RECORD SET –
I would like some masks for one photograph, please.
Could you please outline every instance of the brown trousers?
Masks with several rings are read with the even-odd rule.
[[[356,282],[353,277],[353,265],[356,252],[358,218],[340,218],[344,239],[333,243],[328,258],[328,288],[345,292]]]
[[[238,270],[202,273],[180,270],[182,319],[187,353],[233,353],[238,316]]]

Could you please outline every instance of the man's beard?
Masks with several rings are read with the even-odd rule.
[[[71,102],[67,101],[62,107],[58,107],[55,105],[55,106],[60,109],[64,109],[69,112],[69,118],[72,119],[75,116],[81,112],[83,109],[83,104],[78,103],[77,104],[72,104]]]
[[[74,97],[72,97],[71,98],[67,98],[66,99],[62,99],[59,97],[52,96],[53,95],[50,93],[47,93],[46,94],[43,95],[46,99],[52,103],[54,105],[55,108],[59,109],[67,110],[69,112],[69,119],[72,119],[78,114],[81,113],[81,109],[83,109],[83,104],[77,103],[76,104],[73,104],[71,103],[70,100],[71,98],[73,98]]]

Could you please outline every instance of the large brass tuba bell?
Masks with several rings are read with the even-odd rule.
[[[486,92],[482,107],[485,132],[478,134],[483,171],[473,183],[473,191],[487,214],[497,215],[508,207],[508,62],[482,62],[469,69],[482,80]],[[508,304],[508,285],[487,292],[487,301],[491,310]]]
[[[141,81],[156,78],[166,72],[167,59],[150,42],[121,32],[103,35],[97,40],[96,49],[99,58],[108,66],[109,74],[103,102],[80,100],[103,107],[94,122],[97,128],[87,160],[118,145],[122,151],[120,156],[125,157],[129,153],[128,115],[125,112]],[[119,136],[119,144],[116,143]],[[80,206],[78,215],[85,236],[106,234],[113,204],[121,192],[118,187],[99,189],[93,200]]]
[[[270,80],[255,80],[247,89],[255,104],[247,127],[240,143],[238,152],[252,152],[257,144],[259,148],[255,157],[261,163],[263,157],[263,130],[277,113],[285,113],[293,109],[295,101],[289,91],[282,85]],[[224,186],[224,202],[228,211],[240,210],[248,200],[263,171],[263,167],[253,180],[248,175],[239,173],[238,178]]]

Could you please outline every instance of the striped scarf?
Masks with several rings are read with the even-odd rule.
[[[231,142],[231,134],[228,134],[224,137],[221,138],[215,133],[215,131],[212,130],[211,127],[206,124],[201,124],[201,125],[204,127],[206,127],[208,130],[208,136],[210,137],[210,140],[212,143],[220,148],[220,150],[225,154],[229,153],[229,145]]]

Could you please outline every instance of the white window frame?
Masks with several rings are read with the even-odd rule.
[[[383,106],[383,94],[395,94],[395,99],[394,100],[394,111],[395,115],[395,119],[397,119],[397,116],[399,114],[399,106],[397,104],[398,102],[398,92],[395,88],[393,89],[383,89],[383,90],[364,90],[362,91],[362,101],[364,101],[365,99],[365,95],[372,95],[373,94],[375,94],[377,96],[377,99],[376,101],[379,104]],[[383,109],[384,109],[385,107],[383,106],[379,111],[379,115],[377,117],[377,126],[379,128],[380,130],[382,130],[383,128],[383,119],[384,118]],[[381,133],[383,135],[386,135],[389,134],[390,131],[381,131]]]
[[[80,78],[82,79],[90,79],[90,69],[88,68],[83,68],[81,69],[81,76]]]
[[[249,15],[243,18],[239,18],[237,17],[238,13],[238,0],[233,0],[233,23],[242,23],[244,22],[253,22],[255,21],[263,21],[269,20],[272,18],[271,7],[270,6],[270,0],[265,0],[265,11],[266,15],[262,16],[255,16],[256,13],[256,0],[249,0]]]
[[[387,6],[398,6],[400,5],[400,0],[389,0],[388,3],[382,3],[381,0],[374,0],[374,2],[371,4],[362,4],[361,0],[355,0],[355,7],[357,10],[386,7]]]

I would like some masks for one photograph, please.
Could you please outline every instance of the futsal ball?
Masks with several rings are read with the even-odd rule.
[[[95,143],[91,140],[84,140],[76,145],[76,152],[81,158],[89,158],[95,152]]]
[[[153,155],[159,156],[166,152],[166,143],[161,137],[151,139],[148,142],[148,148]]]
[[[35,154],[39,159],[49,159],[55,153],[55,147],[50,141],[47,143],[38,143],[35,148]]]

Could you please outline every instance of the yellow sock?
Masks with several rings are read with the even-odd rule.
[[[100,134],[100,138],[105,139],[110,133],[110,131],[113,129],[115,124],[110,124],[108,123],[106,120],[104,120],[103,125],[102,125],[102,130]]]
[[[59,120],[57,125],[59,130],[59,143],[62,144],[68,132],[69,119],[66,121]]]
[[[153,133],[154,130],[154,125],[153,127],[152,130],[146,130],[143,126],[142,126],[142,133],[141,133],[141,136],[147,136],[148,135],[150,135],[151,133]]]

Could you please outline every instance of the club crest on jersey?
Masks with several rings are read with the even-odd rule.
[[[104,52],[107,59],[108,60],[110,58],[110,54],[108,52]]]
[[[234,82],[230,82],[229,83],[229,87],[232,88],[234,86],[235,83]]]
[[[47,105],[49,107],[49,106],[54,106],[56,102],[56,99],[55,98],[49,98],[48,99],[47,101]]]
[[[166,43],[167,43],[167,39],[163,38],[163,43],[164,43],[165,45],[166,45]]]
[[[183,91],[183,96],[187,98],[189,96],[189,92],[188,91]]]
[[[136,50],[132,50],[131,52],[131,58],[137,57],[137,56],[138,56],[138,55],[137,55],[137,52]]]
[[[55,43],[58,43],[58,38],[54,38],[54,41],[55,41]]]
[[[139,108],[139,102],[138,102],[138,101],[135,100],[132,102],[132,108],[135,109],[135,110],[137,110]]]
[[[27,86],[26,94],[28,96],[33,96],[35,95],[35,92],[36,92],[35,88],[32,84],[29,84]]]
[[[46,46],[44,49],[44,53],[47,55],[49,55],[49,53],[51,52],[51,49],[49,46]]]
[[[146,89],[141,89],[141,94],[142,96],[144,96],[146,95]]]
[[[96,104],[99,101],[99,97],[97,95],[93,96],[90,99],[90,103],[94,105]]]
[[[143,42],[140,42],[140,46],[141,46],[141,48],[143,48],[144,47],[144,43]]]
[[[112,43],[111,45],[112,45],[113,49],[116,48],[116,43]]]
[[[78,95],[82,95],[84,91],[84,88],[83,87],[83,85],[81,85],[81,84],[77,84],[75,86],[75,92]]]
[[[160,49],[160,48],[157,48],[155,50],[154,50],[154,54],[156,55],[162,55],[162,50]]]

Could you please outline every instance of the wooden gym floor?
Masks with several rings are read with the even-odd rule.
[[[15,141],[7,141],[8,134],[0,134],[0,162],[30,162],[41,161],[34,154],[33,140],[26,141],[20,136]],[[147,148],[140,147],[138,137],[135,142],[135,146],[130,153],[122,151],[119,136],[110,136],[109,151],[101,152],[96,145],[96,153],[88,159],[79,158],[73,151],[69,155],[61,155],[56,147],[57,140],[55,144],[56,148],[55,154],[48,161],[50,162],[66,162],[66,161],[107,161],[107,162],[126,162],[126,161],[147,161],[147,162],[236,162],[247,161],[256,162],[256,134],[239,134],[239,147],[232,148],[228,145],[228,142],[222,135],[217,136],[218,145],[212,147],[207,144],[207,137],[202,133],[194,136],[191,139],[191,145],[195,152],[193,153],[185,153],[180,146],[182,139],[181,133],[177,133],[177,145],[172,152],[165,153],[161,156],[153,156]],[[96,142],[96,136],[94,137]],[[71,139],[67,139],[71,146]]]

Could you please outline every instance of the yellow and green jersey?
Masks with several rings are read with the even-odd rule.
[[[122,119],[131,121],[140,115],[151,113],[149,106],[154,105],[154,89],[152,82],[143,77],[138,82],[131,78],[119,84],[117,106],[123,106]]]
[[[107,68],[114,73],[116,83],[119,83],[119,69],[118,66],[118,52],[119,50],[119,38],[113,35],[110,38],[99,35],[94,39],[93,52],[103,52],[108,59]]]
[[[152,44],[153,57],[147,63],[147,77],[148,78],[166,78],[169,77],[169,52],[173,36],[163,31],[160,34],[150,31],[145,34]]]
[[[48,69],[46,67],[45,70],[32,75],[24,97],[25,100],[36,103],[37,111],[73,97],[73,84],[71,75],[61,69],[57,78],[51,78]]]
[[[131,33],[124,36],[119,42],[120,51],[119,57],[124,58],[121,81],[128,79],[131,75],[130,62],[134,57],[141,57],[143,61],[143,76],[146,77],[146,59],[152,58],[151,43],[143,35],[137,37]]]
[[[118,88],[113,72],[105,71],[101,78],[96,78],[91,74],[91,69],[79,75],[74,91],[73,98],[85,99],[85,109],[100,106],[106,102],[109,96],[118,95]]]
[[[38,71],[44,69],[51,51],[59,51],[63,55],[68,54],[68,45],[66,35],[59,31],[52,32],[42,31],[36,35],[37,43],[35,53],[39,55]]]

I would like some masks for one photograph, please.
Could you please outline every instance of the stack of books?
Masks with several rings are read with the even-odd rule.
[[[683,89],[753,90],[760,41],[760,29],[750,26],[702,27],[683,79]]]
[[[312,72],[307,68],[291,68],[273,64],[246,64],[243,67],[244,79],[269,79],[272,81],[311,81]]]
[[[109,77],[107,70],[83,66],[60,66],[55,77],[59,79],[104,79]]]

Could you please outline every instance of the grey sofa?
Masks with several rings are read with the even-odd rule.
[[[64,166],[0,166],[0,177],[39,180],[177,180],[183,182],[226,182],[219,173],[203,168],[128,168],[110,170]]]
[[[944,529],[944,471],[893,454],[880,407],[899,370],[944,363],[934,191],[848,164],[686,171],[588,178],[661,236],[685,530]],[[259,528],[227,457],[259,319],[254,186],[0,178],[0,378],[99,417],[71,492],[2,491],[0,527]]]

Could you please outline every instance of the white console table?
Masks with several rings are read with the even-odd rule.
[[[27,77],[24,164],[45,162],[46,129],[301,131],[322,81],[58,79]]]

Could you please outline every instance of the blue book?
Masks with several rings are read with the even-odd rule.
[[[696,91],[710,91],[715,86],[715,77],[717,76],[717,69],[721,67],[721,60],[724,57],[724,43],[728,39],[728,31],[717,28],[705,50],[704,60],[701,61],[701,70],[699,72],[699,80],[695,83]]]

SHORT EXERCISE – Give the lines from the one containing "Could you please outline every instance of the grey" through the end of the entries again, exactly as written and with no other lines.

SOLUTION TO THE EXERCISE –
Could you please outline every instance of the grey sofa?
Masks with several rings are read with the even-odd rule.
[[[64,166],[0,166],[0,177],[39,180],[177,180],[183,182],[226,182],[219,173],[203,168],[128,168],[110,170]]]
[[[944,529],[944,471],[893,454],[880,407],[899,370],[944,363],[934,191],[848,164],[686,171],[588,178],[661,236],[685,530]],[[259,528],[227,457],[259,319],[254,186],[0,178],[0,378],[99,417],[71,492],[2,491],[0,527]]]

Could you please outline every instance of the white console table?
Masks with several rings are read with the even-odd rule.
[[[27,77],[24,164],[45,162],[46,129],[301,131],[322,81],[58,79]]]

Could you please outline every instance of the blue book?
Masks with several rings are read with the even-odd rule.
[[[696,91],[710,91],[715,86],[715,77],[717,76],[717,69],[721,67],[721,60],[724,57],[724,43],[728,39],[728,31],[717,28],[705,50],[704,60],[701,61],[701,70],[699,72],[699,80],[695,83]]]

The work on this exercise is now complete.